### The task
Nothing but a number belongs in the answer: how many lines of the records below contain the string "will".

(Records from a collection)
+===+

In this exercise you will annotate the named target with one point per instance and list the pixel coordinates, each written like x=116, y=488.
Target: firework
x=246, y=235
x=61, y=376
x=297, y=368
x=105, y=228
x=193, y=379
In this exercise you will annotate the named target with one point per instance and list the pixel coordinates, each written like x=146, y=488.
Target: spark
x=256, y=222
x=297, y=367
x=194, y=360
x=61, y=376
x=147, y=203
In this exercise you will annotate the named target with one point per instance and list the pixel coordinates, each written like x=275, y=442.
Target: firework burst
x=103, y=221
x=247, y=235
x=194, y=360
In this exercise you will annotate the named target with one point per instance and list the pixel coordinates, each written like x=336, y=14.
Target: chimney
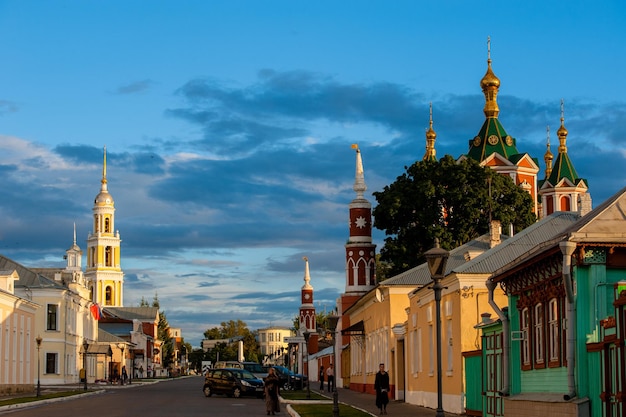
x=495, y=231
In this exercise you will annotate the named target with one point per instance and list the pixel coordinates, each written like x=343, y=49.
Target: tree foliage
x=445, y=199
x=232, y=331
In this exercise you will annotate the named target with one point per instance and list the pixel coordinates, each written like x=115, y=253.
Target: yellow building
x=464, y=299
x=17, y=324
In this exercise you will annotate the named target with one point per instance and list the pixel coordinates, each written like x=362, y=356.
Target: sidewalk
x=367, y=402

+===+

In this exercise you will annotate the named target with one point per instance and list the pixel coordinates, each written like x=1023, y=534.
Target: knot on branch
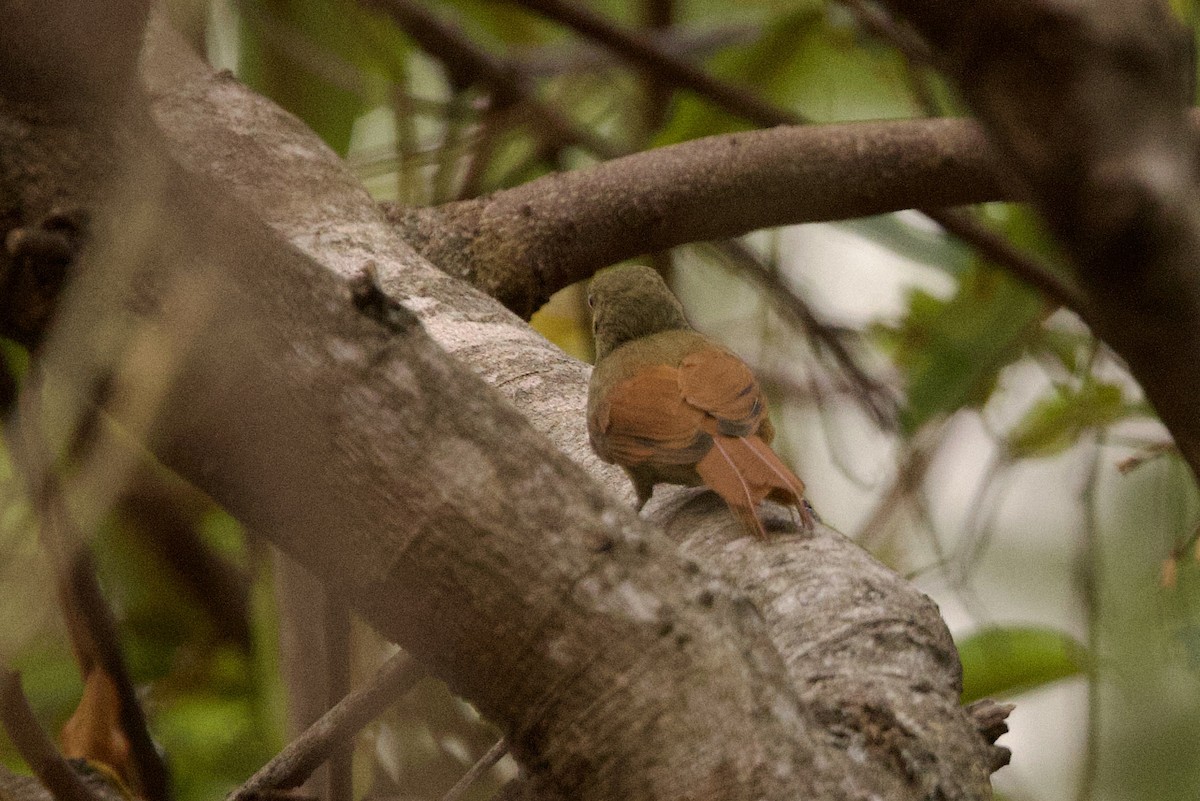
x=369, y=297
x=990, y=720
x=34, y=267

+===+

### Answer to the problem
8